**THE PROBLEM**. Rewrite the listing with "marker" changed to "point" and every other part left unchanged. Leave the pictures out of your version.

**Photo-based point labeling data**.
________________
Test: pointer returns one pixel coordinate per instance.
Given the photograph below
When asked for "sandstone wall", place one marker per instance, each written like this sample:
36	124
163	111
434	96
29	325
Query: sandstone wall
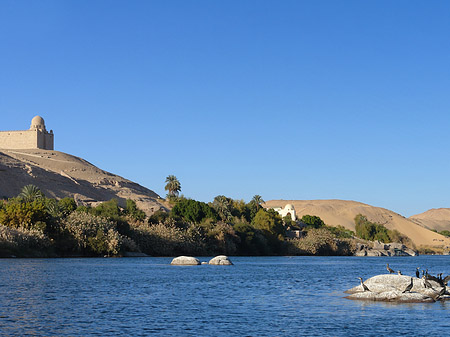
27	139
________________
**FINISHED TASK**.
Test: pointer returns one pixel coordinate per instance.
Given the photograph below
When asked for "sandstone wall", place one point per instance, each written like this sample:
36	124
163	111
434	96
29	325
Query: sandstone wall
27	139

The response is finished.